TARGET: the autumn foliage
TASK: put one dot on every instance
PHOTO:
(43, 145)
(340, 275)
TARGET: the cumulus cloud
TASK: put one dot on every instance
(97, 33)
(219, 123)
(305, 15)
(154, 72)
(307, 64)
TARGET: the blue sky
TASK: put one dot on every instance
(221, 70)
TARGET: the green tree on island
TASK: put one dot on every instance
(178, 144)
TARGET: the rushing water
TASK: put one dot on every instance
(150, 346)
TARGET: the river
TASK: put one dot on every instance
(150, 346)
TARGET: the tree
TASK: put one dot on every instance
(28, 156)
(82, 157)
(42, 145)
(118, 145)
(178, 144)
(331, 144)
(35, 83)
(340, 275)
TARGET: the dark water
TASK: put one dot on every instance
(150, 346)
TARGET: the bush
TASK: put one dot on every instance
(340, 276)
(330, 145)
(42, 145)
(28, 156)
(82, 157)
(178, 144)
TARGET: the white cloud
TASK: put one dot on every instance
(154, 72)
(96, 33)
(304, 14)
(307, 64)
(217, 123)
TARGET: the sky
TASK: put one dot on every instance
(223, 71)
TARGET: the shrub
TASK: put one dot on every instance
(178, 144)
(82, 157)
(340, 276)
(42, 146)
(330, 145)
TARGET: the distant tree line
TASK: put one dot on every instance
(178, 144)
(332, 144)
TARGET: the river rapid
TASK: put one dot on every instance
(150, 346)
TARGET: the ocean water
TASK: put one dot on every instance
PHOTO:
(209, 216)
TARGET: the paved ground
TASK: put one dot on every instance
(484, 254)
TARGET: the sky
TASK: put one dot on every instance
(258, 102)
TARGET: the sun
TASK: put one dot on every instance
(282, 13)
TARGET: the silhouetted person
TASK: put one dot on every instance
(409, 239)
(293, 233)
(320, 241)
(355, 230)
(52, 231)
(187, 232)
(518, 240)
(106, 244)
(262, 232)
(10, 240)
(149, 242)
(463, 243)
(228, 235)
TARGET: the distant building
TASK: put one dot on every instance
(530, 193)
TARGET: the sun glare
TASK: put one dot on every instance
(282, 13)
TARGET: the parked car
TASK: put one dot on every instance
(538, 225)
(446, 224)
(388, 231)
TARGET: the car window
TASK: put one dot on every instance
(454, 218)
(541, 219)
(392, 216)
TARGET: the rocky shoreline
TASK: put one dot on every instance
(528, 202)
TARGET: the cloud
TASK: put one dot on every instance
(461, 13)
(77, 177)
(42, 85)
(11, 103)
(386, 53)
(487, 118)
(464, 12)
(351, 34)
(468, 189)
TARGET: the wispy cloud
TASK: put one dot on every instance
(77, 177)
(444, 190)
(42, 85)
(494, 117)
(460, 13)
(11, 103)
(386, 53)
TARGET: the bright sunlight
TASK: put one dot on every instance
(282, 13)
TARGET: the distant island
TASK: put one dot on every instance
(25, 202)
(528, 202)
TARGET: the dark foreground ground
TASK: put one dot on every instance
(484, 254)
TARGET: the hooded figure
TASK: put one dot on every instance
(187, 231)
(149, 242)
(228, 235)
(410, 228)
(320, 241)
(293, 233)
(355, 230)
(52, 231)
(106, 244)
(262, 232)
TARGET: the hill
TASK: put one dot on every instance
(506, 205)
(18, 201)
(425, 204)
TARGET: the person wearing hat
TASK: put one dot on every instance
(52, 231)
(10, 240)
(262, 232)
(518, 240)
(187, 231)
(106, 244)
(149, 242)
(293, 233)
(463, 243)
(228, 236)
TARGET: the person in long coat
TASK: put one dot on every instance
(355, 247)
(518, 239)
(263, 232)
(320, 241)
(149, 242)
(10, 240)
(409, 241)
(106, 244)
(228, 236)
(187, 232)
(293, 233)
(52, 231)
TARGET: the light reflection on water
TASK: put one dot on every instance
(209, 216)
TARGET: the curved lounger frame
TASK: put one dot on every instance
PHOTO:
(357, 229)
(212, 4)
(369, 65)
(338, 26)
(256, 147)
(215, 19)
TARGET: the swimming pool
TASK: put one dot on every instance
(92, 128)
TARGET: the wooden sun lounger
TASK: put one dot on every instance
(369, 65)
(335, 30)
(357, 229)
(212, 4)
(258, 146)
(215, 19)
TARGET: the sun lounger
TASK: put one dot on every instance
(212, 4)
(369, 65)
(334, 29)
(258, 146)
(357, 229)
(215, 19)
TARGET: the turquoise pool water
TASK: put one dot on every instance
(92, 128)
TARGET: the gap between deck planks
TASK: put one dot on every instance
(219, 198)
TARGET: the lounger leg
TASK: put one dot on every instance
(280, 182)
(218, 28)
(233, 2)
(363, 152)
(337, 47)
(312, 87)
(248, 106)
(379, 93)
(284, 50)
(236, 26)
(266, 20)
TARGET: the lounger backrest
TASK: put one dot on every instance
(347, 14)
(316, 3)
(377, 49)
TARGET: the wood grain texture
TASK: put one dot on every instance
▬▬▬▬▬▬▬▬▬▬
◆ Work to complete
Wherever a line in the data above contains the word "water", copy that line.

◆ Written solution
TARGET: the rushing water
TARGET: the dark water
TARGET: the ocean water
TARGET: the light reflection on water
TARGET: the turquoise pool water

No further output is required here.